**Task instructions:**
Could you copy these lines from the items below without changing anything, beginning at the line that has "Would you please pick out the woman with dark" and stopping after the line that has "point(196, 104)"?

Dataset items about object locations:
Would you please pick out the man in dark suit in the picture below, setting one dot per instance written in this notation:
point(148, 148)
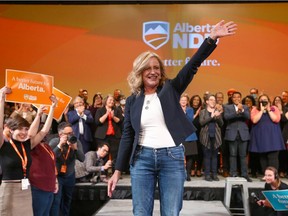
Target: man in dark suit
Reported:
point(237, 134)
point(81, 120)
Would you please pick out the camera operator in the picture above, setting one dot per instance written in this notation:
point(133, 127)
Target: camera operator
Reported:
point(95, 166)
point(266, 137)
point(67, 149)
point(273, 182)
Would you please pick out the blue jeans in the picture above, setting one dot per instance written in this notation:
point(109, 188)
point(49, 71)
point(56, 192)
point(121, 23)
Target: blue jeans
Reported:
point(164, 166)
point(238, 147)
point(210, 159)
point(62, 200)
point(41, 201)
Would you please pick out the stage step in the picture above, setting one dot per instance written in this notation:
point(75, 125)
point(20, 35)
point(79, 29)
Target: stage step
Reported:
point(190, 208)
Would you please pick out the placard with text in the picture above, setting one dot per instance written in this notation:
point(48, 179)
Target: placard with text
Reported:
point(29, 87)
point(63, 102)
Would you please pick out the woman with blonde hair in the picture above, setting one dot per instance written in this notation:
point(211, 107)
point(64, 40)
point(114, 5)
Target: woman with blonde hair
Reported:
point(155, 127)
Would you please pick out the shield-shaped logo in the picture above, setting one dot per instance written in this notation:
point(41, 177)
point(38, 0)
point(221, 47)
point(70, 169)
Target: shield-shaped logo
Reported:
point(156, 33)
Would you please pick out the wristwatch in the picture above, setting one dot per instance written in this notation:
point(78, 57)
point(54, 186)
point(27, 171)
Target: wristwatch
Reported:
point(211, 41)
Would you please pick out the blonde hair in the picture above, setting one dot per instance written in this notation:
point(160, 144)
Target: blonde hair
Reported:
point(140, 63)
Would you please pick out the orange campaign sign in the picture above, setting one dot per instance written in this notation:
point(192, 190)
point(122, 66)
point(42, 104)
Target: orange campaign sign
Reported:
point(63, 102)
point(29, 87)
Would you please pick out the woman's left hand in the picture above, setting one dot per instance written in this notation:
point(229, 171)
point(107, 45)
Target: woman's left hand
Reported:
point(54, 100)
point(223, 29)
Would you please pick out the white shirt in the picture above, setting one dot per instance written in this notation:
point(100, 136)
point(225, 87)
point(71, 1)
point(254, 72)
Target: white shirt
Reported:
point(153, 131)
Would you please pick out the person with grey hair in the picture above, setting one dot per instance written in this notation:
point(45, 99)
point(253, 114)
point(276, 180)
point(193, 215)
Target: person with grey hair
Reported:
point(155, 127)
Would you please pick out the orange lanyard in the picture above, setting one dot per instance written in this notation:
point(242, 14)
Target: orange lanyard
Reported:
point(67, 153)
point(50, 152)
point(24, 160)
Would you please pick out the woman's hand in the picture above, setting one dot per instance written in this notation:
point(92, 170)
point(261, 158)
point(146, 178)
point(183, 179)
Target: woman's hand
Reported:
point(54, 100)
point(223, 29)
point(5, 90)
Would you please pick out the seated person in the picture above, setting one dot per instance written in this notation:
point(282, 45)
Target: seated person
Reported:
point(273, 182)
point(94, 165)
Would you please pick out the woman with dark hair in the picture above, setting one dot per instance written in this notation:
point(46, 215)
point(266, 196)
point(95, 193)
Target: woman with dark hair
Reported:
point(190, 143)
point(108, 122)
point(196, 104)
point(283, 156)
point(210, 136)
point(15, 159)
point(266, 137)
point(272, 182)
point(96, 104)
point(253, 158)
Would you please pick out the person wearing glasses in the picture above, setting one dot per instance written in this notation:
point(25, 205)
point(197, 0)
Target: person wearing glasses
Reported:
point(95, 166)
point(67, 149)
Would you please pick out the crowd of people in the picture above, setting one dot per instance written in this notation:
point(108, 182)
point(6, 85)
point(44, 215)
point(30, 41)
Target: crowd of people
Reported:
point(203, 135)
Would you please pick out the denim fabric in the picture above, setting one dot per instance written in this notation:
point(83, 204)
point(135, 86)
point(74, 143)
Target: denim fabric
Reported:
point(164, 166)
point(238, 147)
point(41, 201)
point(210, 159)
point(62, 200)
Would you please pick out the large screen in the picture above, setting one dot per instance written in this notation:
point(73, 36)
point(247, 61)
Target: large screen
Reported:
point(93, 46)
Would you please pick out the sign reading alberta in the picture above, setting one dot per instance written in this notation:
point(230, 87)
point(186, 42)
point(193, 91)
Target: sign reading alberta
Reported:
point(155, 33)
point(278, 199)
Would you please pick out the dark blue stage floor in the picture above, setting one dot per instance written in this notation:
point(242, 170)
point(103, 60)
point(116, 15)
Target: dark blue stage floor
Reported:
point(88, 199)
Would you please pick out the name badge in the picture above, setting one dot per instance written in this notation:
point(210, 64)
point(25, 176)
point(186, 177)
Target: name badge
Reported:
point(63, 168)
point(25, 183)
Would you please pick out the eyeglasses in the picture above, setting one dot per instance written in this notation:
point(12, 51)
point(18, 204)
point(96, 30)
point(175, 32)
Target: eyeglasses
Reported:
point(67, 133)
point(104, 150)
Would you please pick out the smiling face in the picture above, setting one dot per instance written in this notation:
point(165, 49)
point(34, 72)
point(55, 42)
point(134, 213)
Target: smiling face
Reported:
point(20, 134)
point(269, 176)
point(211, 102)
point(151, 74)
point(110, 102)
point(183, 101)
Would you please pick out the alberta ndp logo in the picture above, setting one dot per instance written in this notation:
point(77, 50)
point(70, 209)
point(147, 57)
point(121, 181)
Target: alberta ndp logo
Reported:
point(156, 33)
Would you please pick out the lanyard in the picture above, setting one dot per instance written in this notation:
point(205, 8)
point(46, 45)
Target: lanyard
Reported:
point(24, 160)
point(67, 153)
point(50, 152)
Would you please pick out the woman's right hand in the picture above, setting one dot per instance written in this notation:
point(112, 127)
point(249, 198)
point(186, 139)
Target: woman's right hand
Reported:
point(112, 182)
point(5, 90)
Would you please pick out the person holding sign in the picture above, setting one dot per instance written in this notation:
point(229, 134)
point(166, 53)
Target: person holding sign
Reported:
point(273, 182)
point(155, 127)
point(15, 159)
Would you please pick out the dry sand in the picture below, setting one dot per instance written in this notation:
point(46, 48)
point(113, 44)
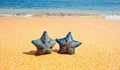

**Solution:**
Would you please pick out the woman with dark hair in the picture above, setting one dot per instance written in this notation:
point(46, 215)
point(266, 196)
point(95, 193)
Target: woman with dark hair
Reported:
point(190, 143)
point(108, 122)
point(196, 104)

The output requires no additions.